===== Extracted information

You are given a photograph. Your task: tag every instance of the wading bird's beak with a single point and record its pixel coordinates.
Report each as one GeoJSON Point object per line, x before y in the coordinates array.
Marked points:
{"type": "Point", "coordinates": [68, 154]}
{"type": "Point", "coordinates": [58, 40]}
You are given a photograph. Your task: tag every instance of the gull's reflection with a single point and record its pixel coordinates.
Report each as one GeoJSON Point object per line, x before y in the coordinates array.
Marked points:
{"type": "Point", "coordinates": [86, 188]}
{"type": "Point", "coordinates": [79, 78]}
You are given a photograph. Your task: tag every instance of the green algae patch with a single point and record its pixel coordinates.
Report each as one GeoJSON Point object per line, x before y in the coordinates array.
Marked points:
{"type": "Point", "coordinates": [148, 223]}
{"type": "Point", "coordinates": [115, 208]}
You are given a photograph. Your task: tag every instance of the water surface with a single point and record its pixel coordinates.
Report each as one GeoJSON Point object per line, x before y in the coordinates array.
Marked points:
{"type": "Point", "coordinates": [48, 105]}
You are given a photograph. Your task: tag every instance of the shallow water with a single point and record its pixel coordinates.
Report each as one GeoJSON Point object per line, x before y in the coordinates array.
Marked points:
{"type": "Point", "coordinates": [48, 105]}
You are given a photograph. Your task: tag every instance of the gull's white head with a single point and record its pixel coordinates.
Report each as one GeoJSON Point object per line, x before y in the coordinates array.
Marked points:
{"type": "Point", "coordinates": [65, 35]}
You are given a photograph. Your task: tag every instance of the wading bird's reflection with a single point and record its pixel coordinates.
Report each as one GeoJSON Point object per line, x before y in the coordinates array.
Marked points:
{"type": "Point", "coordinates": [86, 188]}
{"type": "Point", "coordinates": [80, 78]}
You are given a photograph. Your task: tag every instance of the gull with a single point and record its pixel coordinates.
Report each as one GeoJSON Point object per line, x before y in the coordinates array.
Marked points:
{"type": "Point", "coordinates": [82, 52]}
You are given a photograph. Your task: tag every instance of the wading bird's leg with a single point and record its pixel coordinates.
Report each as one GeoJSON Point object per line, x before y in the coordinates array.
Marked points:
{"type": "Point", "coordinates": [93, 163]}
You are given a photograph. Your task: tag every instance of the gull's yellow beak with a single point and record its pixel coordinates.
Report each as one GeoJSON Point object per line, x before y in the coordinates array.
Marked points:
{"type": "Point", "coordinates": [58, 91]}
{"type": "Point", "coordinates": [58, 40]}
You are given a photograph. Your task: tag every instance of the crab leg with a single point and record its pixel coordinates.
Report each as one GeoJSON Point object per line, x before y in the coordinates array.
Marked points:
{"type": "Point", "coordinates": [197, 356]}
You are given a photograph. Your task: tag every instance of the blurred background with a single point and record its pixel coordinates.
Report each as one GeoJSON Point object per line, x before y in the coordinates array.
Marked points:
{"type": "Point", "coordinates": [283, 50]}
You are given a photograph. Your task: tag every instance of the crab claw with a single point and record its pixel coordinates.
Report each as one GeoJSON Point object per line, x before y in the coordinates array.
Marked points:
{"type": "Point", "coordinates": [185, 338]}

==========

Work to do >>
Return every entry above verbatim, reproducing each line in its original order without any alteration.

Task result >>
You are given a photograph. Your task: tag every instance of the wading bird's beak with a single point and record its pixel coordinates.
Report each as one GeoJSON Point object per line, x before y in the coordinates array.
Marked points:
{"type": "Point", "coordinates": [68, 154]}
{"type": "Point", "coordinates": [58, 40]}
You are given a photograph. Your task: tag every instance of the gull's reflection with a single point and record its pixel coordinates.
Report each as one GeoJSON Point object per line, x before y in the coordinates array.
Marked points:
{"type": "Point", "coordinates": [86, 188]}
{"type": "Point", "coordinates": [79, 78]}
You are given a photograph. Your task: tag every instance of the green algae patch with a single point and record its pixel coordinates.
Report each as one GeoJSON Point object per line, x before y in the coordinates array.
Marked points:
{"type": "Point", "coordinates": [148, 223]}
{"type": "Point", "coordinates": [115, 208]}
You are given a photograph. Your task: tag every instance of the water surface with a single point and record its pixel coordinates.
Report each as one GeoJSON Point object per line, x before y in the coordinates array.
Marked points:
{"type": "Point", "coordinates": [48, 105]}
You are given a photograph. Your task: tag every instance of the shallow water with a single point and record its pixel coordinates.
Report each as one GeoJSON Point object per line, x before y in the coordinates array.
Marked points:
{"type": "Point", "coordinates": [48, 105]}
You are given a photograph. Your task: tag every instance of the gull's white head with a single point and record its pixel coordinates.
Report each as one GeoJSON Point object per line, x before y in the coordinates array.
Marked points:
{"type": "Point", "coordinates": [65, 35]}
You are given a photograph. Your task: tag every instance of the wading bird's reflection with a single point and record its pixel coordinates.
Report each as one GeoJSON Point object per line, x before y in the coordinates array.
Marked points:
{"type": "Point", "coordinates": [86, 188]}
{"type": "Point", "coordinates": [80, 78]}
You are given a photograph. Your task: tag every instance of the gull with a single point and record its pixel coordinates.
Report each as one GeoJSON Point object per line, x before y in the coordinates array.
Marked points:
{"type": "Point", "coordinates": [82, 52]}
You are given a photograph. Your task: tag every instance of the wading bird's leg with a single point and record its pixel coordinates.
Report each as one GeoJSON Point object per line, x before y in the coordinates array.
Marked points:
{"type": "Point", "coordinates": [93, 163]}
You are given a photograph. Your task: tag every instance of the gull's yellow beak with a single point and record its pixel coordinates.
Report each as one GeoJSON Point object per line, x before y in the coordinates array.
Marked points:
{"type": "Point", "coordinates": [58, 91]}
{"type": "Point", "coordinates": [58, 40]}
You are given a photograph. Your task: tag every instance of the crab leg with a single point and record its pixel coordinates.
Report each as one GeoJSON Point object per line, x before y in the coordinates array.
Marked points:
{"type": "Point", "coordinates": [197, 356]}
You are given a photograph. Your task: tag every instance of the blurred background with a single point and record its pixel coordinates.
Report each as one GeoJSON Point object per line, x before y in the coordinates array.
Marked points:
{"type": "Point", "coordinates": [283, 50]}
You are given a photograph. Your task: tag every instance of the crab claw with a single point and record its pixel coordinates.
Report each as one GeoJSON Point object per line, x before y in the coordinates array.
Marked points:
{"type": "Point", "coordinates": [185, 338]}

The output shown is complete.